Aim of the exercise:
Rewrite the listing from the line with "shown in [366,174]." to the end of the listing, requests included, multiplying every coordinate in the answers by 2.05 and rounding to whole numbers, with halves rounded up. Give only those lines, and leave the numbers in the requests and their format samples unchanged.

↓

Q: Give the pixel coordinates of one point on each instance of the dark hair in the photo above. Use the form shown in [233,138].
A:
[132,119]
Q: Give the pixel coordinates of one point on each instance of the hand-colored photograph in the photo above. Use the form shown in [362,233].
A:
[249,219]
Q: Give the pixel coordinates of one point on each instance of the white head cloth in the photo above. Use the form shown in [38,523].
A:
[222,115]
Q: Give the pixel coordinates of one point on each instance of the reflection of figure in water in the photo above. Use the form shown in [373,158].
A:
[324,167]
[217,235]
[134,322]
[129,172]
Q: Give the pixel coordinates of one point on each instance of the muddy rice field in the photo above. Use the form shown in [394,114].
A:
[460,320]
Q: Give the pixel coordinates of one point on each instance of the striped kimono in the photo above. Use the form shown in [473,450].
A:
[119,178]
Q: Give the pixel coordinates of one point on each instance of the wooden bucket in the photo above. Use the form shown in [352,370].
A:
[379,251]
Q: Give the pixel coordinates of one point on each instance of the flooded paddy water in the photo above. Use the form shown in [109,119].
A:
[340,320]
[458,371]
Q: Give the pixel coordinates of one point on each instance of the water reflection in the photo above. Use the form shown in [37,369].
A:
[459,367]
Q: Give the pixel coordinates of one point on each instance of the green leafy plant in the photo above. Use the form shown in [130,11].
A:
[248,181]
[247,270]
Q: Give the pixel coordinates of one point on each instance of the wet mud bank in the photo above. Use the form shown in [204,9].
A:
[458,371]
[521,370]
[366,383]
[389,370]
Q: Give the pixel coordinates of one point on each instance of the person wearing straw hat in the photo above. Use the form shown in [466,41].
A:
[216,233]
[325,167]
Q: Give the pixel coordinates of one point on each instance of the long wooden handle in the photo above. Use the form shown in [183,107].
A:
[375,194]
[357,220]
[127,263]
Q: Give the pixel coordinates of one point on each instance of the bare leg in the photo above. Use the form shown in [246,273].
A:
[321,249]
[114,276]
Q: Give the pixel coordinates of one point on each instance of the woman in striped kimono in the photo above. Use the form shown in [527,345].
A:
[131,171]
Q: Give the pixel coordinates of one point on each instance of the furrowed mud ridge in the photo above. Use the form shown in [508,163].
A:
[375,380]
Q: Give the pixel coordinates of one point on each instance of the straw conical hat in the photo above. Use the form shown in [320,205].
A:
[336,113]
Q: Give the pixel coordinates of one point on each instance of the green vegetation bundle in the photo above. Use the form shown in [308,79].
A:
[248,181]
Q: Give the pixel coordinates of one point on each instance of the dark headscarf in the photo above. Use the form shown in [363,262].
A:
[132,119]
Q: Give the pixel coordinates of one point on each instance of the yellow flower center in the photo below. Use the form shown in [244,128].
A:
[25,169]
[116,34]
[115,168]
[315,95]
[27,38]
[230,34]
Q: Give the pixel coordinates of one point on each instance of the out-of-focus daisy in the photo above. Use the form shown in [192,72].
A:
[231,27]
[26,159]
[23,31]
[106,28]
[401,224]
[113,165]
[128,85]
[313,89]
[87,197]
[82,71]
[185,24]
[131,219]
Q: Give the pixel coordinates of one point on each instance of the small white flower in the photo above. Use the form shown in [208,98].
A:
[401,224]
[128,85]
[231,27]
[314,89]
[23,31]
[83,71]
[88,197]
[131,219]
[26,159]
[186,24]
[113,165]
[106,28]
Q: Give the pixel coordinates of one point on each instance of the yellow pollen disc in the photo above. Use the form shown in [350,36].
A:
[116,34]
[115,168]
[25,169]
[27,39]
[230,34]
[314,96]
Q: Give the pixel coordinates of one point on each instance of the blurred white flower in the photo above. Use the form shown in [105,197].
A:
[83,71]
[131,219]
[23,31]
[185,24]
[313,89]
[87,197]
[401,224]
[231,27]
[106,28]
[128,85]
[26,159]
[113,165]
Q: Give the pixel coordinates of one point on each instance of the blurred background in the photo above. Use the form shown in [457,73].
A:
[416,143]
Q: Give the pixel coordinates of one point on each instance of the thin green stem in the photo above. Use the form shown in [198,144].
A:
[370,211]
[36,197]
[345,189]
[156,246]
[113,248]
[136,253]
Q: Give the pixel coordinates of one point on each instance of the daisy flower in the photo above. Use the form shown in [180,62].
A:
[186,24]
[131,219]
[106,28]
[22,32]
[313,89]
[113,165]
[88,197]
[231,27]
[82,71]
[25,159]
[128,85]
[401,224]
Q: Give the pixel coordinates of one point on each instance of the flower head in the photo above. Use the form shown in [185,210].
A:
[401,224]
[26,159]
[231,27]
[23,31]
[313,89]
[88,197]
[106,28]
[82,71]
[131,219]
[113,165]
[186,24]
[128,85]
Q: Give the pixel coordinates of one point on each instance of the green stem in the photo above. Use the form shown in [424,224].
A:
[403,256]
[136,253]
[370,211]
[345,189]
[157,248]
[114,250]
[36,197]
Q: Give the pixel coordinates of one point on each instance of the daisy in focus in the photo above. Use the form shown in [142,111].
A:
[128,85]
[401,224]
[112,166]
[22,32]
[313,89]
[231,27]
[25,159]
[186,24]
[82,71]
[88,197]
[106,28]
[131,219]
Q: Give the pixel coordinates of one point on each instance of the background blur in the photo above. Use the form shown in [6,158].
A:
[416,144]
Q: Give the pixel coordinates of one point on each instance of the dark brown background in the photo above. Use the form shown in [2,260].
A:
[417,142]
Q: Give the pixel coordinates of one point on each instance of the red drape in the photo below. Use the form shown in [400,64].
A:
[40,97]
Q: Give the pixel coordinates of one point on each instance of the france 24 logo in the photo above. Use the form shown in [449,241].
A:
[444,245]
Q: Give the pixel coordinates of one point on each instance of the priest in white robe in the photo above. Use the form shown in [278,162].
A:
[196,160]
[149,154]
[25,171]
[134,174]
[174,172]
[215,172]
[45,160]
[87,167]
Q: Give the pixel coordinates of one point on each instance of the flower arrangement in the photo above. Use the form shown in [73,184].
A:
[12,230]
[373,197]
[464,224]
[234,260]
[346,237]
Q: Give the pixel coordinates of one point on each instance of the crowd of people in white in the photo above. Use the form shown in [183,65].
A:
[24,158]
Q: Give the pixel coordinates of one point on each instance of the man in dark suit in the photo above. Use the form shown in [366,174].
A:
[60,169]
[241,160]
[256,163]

↑

Answer in full:
Q: Give the pixel coordinates of one point on each instance of the man in dark suit in the photo above. Use the form shown in [366,174].
A:
[123,346]
[494,328]
[525,334]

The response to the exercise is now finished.